Give again, unaltered, the line with "Return the polygon of every instance of the water" and all lines that follow it in the listing below, minus any pictures.

Records for the exercise -

════

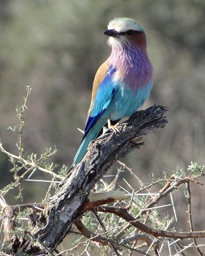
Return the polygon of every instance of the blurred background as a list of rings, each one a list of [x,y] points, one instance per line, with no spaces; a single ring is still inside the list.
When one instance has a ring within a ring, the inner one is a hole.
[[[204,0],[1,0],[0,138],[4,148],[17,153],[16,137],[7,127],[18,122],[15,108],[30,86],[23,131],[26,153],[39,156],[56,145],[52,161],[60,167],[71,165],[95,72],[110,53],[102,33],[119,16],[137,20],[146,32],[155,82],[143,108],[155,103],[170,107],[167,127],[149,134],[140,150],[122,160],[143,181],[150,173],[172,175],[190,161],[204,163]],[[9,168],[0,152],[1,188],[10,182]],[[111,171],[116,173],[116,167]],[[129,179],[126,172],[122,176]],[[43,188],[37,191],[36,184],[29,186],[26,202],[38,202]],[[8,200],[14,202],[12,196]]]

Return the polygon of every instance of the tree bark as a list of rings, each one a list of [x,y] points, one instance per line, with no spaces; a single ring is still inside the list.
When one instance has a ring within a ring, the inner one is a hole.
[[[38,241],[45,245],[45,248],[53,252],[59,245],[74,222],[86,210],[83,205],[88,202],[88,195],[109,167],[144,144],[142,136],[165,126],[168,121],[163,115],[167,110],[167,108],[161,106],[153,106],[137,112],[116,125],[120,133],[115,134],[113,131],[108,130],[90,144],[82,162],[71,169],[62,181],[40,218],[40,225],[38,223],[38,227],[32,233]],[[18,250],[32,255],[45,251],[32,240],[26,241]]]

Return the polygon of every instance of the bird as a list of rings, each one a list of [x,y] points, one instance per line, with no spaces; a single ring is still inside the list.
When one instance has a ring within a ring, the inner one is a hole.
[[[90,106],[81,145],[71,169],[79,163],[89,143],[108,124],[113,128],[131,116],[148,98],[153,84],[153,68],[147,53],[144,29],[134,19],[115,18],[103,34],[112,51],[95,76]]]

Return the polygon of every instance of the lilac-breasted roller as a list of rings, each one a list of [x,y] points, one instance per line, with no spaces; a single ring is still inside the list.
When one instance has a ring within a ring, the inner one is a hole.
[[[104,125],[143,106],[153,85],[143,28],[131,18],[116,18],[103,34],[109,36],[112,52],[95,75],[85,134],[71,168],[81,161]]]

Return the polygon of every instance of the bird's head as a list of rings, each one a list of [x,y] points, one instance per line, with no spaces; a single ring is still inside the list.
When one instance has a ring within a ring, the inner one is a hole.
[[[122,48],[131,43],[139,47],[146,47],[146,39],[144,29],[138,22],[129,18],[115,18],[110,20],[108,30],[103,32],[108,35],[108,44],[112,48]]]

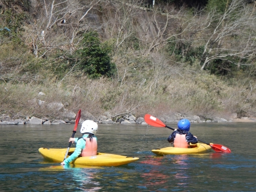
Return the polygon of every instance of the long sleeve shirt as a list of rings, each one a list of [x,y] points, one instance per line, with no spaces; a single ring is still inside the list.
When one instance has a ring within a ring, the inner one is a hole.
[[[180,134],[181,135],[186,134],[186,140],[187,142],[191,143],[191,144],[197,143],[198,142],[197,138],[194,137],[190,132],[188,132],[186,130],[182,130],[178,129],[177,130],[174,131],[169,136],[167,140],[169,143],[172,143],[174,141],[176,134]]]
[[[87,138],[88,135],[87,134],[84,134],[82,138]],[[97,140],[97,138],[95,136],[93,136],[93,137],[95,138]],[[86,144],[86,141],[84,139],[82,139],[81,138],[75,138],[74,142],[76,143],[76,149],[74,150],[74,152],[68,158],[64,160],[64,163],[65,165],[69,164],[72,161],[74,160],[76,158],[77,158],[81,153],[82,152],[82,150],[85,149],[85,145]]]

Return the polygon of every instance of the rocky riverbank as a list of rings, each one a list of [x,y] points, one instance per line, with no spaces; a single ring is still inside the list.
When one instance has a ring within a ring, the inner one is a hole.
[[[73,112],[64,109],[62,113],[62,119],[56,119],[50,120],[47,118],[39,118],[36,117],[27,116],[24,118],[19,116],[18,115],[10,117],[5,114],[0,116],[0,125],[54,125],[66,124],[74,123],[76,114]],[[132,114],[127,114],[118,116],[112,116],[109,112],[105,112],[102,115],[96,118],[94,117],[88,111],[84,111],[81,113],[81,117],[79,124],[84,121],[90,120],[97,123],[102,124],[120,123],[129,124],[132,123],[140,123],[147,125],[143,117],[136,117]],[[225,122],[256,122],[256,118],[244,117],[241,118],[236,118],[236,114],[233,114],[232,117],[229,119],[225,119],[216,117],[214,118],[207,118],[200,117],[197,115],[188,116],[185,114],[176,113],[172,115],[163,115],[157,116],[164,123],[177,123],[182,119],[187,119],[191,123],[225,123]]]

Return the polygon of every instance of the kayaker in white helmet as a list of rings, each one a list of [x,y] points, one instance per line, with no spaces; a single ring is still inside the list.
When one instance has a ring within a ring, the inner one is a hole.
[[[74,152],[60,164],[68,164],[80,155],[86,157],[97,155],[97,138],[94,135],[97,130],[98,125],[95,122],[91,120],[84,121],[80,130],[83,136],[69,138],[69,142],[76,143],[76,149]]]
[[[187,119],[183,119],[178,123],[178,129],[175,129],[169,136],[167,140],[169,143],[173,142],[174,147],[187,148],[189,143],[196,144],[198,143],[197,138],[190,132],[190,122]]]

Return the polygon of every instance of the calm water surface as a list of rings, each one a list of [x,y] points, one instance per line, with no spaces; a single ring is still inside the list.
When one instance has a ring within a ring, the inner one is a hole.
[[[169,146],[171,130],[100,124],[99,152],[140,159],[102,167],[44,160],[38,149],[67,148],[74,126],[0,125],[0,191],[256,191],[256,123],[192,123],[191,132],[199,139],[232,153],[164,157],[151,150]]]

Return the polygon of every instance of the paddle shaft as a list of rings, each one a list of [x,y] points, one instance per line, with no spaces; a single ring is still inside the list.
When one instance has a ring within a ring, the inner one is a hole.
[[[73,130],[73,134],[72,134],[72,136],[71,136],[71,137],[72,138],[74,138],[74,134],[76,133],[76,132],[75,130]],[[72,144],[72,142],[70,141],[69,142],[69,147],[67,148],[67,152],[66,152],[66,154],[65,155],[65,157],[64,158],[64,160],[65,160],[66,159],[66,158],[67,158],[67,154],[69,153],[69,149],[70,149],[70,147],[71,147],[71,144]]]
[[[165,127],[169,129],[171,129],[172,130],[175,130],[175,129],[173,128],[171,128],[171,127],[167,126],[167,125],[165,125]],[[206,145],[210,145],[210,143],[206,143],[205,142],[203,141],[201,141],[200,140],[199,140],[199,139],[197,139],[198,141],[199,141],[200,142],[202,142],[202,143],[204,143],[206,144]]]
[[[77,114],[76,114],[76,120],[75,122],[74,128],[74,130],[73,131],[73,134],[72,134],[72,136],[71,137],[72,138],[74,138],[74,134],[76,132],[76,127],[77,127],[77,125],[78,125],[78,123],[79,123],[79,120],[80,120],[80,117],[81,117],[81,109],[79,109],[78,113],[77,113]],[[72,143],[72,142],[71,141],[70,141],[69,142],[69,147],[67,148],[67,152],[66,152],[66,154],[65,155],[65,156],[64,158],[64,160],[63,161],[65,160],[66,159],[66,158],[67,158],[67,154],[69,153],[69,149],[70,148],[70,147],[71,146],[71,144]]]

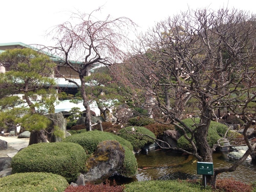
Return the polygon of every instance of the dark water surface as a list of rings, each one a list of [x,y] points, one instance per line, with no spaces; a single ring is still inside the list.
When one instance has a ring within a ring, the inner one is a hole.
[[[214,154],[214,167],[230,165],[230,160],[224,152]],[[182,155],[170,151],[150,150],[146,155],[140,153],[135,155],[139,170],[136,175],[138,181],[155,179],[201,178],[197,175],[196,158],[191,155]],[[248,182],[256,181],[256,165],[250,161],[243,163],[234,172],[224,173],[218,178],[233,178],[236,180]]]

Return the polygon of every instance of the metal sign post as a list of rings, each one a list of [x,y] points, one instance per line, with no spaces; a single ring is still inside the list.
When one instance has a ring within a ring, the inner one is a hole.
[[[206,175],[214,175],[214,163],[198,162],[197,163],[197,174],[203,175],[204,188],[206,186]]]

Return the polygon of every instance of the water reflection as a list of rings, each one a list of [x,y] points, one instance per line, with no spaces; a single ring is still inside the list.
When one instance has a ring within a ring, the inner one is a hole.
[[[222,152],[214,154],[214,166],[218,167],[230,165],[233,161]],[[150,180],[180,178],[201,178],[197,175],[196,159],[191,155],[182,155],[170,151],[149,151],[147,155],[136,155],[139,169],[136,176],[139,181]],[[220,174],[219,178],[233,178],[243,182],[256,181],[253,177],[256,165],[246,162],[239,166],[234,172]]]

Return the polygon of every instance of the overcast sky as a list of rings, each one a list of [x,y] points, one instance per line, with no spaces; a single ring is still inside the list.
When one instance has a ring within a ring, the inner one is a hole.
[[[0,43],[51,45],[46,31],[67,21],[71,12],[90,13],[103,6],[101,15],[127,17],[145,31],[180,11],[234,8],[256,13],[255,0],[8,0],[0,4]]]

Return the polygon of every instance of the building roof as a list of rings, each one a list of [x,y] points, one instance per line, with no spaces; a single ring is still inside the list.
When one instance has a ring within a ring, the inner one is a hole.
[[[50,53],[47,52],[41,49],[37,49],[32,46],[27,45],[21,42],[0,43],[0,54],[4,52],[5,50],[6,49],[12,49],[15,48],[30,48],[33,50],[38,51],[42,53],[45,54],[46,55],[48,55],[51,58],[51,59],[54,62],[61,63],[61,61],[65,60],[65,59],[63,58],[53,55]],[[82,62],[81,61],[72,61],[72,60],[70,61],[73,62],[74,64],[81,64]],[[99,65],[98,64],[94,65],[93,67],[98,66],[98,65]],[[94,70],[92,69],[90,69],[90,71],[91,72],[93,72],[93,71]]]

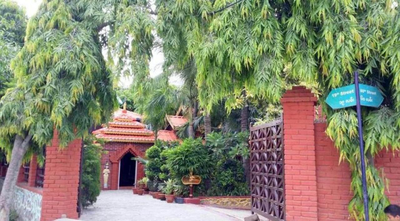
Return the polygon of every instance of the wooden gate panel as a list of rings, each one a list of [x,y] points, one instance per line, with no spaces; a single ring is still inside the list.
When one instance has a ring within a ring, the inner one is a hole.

════

Task answer -
Return the polygon of every instance of the water reflection as a list of rings, each one a list of [x,y] points, one instance per line, with no spaces; a single ring is still inside the list.
When one instance has a ring within a ring, the inner one is a hole.
[[[222,152],[214,154],[214,166],[218,167],[230,165],[233,161]],[[150,180],[180,178],[201,178],[197,175],[196,159],[191,155],[182,155],[170,151],[149,151],[147,155],[136,155],[139,169],[136,176],[139,181]],[[220,174],[219,178],[233,178],[243,182],[256,181],[253,177],[256,165],[246,162],[239,166],[234,172]]]

Return the polygon of every instance of the overcast sky as a list of rings, each one a list of [x,y] points, one instance per line, with no spaces; a single ring is still inside the list.
When one instance has a ring within a ring, the inner one is a hole.
[[[0,43],[51,45],[46,31],[67,21],[71,12],[90,13],[103,6],[101,15],[127,17],[145,31],[180,11],[234,8],[256,13],[255,0],[8,0],[0,4]]]

Return the polygon of every instance of the building roof as a list of rings, each one a list of [x,y] points, one instance per line, with no spaces; a single ring is still inside the list.
When one instance has a ring within a ring, the inner one is a hole.
[[[50,53],[47,52],[41,49],[37,49],[32,46],[27,45],[21,42],[0,43],[0,54],[4,52],[5,50],[6,49],[12,49],[15,48],[30,48],[33,50],[38,51],[42,53],[45,54],[46,55],[48,55],[51,58],[51,59],[54,62],[61,63],[61,61],[65,60],[65,59],[63,58],[53,55]],[[82,62],[81,61],[72,61],[72,60],[70,61],[73,62],[74,64],[81,64]],[[99,65],[98,64],[94,65],[93,67],[98,66],[98,65]],[[94,70],[92,69],[90,69],[90,71],[91,72],[93,72],[93,71]]]

Return the polygon of every instance of the wooden gate panel as a list of rings, each one a list of [x,y] points, one instance per line, with no spaces; a single ring is still inside the list.
When one instance has a ring within a ring, the inner one is a hole.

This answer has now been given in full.